CONSIGNE 1: Comptez les lignes des enregistrements qui contiennent le mot «green», en tenant compte de la casse. Donnez uniquement ce nombre.

TEXTE PROPOSÉ:

******

Quand certain(ne)s Tunisien(ne)s disent que les dés sont pipés et appellent à boycotter le référendum du 25 juillet 2022 sur la nouvelle constitution proposée par le président Kaïs Saïed, on a de moins en moins d’arguments à leur opposer pour appeler les citoyens aux urnes. Et pour cause, l’opération tourne peu à peu à la mascarade…
Par Ridha Kefi
Les conditions optimales sont loin d’être réunies pour la tenue du référendum du 25 juillet 2022 sur la nouvelle constitution proposée par le président Kaïs Saïed. Et les raisons en sont multiples. Elles tiennent autant du contexte politique général moyennement tendu que des nombreux ratés déjà signalés dans les préparatifs techniques à ce rendez-vous.
D’abord, sur le plan politique, le référendum semble avoir été voulu par le président Saïed comme un plébiscite pour sa personne. Aussi a-t-il tout mis en œuvre pour qu’il n’y ait, au final, qu’une seule issue possible : un «oui» retentissant qui lui permettrait de «rafraîchir» sa popularité quelque peu ternie ces derniers temps, en raison de son bilan très mitigé deux ans et demi après son accession au pouvoir.
Une commission électorale aux ordres
C’est ainsi qu’il a commencé par «réformer» l’Instance supérieure indépendante pour les élections (Isie), en désignant lui-même par décret présidentiel tous ses membres, ce qui ne saurait être une garantie d’indépendance, d’autant qu’à chaque fois qu’il fait face à un problème, le président de l’Instance, Fouad Bouasker, demande audience au chef de l’Etat et va prendre ses instructions.

******

DONNÉES FOURNIES:
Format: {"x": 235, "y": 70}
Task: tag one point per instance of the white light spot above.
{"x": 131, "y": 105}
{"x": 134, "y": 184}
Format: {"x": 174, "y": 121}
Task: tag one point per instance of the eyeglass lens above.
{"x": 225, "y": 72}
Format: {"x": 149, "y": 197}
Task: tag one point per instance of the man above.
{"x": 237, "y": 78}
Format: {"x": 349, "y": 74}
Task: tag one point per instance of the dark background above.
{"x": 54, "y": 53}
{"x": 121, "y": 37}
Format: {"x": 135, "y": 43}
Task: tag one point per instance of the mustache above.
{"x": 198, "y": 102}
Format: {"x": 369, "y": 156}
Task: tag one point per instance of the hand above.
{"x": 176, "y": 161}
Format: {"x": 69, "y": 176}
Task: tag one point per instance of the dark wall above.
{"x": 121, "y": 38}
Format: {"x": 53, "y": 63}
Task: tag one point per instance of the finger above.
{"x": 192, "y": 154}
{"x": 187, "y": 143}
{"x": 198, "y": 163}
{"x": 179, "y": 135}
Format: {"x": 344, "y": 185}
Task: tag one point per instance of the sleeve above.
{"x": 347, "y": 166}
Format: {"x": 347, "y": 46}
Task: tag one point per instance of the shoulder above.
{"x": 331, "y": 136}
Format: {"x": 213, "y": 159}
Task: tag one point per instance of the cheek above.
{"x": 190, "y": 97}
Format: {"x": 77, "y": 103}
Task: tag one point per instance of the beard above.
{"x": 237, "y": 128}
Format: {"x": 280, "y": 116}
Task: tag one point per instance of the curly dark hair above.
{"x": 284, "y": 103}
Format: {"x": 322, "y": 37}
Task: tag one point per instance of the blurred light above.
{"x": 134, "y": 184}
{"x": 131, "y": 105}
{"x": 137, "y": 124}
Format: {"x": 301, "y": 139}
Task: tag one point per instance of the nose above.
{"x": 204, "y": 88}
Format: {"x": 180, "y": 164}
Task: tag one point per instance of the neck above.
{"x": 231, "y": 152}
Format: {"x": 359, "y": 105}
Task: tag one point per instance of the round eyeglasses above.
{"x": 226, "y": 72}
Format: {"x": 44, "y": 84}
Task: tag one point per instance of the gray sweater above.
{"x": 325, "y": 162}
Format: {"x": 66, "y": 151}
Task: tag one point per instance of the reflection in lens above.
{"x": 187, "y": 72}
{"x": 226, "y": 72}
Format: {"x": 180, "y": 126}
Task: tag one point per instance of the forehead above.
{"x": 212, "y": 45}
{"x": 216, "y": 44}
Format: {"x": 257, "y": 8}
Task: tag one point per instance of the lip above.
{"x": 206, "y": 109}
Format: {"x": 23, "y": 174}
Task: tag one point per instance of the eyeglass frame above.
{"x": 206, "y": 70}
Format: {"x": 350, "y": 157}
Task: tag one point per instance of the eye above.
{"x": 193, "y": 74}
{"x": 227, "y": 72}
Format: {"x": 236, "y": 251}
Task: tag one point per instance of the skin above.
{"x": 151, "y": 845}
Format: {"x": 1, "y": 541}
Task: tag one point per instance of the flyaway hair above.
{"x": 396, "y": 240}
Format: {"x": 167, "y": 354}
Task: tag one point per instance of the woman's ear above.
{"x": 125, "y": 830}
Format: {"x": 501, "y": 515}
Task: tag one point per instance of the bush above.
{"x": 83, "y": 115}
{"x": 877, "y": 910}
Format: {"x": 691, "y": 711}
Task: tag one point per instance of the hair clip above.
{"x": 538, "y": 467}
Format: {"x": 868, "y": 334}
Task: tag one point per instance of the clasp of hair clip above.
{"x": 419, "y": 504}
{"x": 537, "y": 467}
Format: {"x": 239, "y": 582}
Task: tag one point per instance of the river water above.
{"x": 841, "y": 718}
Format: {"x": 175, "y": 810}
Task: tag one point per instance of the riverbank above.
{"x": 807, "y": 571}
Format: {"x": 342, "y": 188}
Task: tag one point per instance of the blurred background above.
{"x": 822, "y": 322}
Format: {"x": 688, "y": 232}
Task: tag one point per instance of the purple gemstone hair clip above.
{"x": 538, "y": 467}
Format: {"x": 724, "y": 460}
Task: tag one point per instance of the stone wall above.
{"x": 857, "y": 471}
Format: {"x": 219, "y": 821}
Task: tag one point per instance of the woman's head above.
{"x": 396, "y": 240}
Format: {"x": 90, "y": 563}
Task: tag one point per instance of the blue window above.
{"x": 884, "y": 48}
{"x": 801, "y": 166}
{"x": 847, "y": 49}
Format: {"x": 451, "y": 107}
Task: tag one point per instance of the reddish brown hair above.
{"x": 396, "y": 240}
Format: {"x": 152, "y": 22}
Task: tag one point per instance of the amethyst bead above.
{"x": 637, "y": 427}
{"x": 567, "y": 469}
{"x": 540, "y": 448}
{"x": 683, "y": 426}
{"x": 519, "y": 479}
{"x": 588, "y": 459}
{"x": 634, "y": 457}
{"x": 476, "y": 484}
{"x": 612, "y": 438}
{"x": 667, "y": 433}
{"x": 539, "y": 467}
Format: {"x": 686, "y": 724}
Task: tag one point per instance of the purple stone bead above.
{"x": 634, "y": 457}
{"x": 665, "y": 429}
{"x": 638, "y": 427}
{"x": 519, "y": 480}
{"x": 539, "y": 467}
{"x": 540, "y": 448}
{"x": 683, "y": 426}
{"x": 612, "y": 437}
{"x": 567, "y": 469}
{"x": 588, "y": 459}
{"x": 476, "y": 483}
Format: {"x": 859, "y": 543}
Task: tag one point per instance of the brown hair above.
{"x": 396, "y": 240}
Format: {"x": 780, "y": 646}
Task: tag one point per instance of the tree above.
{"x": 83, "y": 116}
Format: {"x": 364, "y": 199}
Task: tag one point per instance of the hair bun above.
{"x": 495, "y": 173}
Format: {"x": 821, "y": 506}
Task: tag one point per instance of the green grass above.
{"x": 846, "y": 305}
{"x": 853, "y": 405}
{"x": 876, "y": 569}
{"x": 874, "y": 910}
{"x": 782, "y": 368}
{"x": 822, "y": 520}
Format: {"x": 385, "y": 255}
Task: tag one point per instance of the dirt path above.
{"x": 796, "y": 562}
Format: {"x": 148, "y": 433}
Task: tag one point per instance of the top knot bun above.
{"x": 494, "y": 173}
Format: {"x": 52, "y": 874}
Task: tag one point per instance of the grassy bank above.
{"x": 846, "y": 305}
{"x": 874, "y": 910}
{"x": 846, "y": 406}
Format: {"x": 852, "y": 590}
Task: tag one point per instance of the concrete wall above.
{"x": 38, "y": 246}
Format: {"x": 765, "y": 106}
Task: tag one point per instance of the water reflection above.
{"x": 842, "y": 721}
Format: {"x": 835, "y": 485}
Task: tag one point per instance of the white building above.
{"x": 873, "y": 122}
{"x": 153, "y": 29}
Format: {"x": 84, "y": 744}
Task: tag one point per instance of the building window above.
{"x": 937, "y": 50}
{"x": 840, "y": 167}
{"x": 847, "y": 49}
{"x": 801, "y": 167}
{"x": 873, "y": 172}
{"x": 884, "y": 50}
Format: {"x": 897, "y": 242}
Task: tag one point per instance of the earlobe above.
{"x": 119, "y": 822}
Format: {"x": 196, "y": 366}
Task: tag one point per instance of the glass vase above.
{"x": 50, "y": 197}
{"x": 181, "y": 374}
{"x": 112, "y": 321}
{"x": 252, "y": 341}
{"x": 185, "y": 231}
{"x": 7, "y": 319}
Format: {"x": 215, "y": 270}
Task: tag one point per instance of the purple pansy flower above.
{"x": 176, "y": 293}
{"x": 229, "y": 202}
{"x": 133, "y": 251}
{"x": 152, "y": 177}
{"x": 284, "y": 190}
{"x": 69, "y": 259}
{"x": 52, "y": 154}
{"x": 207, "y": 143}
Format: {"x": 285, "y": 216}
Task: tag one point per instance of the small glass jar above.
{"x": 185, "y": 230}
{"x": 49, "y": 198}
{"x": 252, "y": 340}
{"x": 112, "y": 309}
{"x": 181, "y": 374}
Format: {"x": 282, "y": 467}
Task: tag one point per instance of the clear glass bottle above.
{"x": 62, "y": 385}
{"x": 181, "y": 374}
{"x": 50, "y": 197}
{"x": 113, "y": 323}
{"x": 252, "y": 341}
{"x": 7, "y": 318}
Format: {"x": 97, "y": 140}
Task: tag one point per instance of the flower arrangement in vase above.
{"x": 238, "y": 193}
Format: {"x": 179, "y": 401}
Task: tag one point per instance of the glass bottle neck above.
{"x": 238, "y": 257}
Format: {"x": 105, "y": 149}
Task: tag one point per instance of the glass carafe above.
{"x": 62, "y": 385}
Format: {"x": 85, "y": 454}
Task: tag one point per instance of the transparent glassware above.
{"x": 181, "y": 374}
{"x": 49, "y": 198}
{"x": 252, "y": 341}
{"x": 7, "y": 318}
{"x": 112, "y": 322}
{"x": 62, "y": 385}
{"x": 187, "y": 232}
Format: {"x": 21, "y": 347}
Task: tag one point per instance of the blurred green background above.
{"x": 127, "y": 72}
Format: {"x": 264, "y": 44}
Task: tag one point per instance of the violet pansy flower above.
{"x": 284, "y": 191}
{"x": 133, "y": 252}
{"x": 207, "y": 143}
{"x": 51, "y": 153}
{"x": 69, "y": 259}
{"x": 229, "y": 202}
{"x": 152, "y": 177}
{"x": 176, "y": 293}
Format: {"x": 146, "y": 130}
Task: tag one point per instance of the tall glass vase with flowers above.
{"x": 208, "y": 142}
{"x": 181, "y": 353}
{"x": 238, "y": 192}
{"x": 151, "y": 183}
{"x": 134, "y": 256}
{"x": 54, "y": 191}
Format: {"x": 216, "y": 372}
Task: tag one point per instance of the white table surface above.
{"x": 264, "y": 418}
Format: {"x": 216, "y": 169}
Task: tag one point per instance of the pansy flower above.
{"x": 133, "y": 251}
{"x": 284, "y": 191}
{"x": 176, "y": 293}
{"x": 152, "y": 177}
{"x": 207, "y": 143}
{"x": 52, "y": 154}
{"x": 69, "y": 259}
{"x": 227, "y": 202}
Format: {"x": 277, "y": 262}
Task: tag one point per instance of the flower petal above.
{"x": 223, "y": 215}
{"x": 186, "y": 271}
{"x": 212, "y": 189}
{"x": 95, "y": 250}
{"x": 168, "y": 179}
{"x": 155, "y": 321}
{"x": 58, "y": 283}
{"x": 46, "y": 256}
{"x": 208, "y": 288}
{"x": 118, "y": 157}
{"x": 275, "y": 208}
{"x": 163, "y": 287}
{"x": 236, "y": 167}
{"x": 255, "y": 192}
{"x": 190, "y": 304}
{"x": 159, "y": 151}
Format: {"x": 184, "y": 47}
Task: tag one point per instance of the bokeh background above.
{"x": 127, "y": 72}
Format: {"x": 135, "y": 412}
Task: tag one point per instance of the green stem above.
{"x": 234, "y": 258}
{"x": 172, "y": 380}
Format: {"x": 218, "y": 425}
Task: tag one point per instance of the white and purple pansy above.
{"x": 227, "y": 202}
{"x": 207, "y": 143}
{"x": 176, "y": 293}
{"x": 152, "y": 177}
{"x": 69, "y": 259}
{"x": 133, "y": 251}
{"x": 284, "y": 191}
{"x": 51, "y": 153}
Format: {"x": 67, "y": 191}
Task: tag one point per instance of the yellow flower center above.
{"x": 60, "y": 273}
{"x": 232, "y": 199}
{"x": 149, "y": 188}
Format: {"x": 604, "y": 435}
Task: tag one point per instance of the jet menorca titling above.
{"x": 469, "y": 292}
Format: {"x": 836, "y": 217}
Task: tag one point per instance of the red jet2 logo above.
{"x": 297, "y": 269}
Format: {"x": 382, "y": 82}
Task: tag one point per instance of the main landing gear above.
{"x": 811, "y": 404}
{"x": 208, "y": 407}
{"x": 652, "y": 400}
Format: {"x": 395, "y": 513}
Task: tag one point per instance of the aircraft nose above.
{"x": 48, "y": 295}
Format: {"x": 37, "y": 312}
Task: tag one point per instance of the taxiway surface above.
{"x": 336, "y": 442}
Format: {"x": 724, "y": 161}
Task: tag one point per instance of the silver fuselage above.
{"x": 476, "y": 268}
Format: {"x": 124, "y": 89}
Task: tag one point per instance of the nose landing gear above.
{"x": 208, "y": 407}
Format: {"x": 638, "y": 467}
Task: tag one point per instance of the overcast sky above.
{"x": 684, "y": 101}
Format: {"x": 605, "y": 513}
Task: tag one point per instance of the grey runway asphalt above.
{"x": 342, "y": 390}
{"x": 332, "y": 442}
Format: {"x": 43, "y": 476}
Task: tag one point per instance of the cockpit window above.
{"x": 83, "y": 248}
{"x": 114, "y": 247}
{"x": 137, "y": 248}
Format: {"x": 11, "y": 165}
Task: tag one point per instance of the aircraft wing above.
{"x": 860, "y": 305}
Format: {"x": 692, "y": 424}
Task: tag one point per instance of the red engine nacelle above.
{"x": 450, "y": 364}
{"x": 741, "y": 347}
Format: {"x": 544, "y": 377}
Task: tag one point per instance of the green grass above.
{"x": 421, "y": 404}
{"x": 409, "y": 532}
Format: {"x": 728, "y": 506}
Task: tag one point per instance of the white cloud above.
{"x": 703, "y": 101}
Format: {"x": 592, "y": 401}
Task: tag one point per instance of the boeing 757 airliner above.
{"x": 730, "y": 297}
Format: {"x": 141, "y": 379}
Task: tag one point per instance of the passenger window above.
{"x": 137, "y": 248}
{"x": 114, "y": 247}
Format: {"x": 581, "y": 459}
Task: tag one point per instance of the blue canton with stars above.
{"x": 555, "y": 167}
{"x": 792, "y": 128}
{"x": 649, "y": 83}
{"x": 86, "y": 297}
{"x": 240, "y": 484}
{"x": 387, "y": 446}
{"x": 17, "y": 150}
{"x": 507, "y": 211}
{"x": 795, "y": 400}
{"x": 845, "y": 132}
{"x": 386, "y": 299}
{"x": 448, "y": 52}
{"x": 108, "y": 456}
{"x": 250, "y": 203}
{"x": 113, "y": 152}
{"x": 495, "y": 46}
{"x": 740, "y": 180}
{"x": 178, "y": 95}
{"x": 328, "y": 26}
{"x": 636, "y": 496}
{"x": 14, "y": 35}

******

CONSIGNE 2: D'après le texte sur le référendum tunisien, qui préside l'Instance supérieure indépendante pour les élections ?

RÉPONSE ATTENDUE 1: 4

RÉPONSE ATTENDUE 2: Fouad Bouasker.